- **Brano di testo**

X-Factor Arena, fact checking, applausometro. Con il secondo confronto tv tra candidati per le primarie – del centrosinistra prima e del Pd poi – queste parole entrano di diritto nel vocabolario del militante di sinistra del terzo millennio. Non solo ne entrano a far parte, ma spingono fuori altri vocaboli, come tessera, sezione o congresso, considerati al giorno d’oggi fuori moda se non addirittura ambigui e compromettenti. Una prima osservazione da registrare dopo il faccia a faccia televisivo tra Cuperlo, Renzi e Civati di venerdì scorso è questa: una rottamazione nella sinistra, almeno per ciò che concerne il linguaggio, è già in atto.

- **Obiettivo 1**
Secondo il brano sul linguaggio della sinistra, quali vocaboli vengono spinti fuori dal vocabolario del militante?
- **Obiettivo 2**
Prosegui il brano sul linguaggio della sinistra dopo la sua ultima frase.

- **Dati forniti**
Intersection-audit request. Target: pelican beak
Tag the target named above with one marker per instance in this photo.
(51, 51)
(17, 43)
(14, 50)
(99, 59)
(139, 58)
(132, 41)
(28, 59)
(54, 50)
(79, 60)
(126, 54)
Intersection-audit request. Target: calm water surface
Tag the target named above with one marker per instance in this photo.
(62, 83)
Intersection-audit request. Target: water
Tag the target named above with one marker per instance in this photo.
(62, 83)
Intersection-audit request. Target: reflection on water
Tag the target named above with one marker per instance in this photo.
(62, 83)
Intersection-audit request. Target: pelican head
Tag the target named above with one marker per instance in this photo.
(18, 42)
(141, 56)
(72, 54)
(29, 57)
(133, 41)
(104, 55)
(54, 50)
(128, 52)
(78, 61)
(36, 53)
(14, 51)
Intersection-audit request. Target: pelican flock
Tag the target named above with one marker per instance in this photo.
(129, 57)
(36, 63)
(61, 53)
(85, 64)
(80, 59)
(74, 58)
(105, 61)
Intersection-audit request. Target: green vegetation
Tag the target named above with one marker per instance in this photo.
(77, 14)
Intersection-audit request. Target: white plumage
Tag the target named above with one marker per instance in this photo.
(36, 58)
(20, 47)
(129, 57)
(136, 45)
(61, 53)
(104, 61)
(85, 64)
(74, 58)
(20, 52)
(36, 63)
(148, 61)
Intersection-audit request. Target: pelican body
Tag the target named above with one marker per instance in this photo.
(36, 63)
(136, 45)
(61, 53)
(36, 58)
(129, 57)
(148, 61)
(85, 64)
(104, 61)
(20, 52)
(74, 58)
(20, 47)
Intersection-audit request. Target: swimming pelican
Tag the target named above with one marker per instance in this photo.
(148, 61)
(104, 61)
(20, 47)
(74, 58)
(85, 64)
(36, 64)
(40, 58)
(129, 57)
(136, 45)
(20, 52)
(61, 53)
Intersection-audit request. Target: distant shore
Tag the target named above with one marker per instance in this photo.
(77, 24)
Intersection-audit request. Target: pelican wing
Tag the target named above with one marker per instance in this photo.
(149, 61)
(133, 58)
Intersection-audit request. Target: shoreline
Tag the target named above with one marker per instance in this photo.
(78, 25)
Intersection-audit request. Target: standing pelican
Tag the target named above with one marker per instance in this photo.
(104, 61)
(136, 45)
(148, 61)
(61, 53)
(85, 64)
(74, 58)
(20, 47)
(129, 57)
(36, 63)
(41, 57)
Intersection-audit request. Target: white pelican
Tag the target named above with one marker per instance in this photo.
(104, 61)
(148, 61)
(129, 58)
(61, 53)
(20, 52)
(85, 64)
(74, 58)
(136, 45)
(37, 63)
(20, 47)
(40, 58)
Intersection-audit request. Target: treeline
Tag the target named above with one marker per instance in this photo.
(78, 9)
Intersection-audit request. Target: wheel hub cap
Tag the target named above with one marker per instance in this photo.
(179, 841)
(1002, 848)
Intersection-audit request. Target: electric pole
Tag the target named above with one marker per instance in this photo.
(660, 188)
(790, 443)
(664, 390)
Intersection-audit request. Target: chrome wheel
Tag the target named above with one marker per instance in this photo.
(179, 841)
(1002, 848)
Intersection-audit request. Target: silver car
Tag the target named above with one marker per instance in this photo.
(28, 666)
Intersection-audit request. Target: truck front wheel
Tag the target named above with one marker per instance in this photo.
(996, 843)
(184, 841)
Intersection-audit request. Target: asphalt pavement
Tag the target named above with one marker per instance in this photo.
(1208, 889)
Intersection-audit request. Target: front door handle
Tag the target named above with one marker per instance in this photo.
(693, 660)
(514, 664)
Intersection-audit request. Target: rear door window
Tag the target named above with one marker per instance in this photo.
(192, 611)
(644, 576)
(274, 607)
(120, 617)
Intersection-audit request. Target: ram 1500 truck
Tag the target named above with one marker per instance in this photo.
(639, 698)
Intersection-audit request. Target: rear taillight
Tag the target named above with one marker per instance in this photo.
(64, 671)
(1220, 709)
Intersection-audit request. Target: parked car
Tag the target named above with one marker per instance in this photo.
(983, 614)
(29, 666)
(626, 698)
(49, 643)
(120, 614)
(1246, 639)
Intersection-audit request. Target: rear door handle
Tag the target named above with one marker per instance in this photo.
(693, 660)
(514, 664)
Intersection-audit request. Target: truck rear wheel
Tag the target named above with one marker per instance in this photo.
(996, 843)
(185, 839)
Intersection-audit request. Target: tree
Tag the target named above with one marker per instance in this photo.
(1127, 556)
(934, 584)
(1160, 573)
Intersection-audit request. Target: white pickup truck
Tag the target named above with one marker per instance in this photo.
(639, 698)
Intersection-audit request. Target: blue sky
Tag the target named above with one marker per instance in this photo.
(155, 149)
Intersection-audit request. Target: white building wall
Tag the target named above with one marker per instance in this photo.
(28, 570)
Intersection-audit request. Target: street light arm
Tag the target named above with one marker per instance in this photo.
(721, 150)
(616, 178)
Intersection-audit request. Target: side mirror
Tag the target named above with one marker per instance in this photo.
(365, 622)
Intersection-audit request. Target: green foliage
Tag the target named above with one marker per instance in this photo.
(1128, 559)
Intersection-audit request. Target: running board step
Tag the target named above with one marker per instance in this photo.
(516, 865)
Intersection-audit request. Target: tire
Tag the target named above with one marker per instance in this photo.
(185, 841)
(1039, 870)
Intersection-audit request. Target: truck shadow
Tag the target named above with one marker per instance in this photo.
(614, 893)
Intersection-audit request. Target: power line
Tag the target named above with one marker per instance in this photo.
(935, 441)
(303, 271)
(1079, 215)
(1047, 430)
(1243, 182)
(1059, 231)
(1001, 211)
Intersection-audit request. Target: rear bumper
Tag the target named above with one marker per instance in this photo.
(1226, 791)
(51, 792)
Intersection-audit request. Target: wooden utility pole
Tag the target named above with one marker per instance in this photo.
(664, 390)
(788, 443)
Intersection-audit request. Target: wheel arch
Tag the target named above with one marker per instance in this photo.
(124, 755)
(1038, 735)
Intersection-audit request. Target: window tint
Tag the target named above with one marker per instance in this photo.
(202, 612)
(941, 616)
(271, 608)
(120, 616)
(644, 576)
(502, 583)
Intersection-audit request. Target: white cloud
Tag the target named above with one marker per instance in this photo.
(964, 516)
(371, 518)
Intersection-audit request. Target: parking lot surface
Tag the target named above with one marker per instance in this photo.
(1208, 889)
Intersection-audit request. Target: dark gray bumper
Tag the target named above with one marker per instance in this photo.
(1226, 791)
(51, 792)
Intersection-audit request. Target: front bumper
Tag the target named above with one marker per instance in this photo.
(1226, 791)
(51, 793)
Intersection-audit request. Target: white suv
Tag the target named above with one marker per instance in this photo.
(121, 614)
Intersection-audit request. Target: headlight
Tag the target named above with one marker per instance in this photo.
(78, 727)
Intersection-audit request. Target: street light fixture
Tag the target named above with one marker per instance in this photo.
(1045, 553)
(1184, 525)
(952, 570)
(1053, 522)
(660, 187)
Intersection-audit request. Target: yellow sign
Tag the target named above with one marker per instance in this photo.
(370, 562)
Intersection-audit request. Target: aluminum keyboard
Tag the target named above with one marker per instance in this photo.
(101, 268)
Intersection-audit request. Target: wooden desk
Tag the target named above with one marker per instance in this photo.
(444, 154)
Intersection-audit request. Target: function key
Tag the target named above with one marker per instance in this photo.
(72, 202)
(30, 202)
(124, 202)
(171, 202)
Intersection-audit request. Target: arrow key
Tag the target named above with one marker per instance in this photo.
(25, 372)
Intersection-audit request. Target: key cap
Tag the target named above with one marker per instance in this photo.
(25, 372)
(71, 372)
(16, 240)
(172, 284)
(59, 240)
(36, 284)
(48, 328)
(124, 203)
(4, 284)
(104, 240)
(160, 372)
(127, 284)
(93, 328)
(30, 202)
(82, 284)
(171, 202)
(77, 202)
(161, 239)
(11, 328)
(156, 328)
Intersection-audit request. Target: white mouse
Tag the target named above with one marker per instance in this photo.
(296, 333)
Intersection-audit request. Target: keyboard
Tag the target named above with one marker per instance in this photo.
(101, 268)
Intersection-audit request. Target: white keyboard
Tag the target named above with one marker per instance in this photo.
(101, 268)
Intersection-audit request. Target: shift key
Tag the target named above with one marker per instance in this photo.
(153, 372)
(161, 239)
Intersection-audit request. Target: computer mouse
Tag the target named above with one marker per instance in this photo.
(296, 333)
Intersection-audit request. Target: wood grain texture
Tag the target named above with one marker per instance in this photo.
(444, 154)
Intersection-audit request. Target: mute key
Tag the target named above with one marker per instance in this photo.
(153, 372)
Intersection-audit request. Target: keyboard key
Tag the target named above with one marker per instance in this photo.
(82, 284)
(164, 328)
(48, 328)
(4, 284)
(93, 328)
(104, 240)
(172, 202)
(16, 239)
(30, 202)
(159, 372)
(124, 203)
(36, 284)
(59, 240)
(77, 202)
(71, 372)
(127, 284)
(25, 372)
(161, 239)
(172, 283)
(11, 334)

- **Risposta 1**
Tessera, sezione e congresso.

- **Risposta 2**
Il centrosinistra italiano riceve in eredità dal ventennio berlusconiano, oltre che la quasi totale distruzione politica di un’intera generazione di dirigenti, un complesso di inferiorità che produce profonde trasformazioni nel modo di comunicare e nelle procedure di selezione della propria classe dirigente. Il leader popolare fa vincere, il partito forte fa perdere. La battuta con i tempi giusti prende voti, l’approfondimento politico li fa perdere. Sembrano essere questi i nuovi diktat.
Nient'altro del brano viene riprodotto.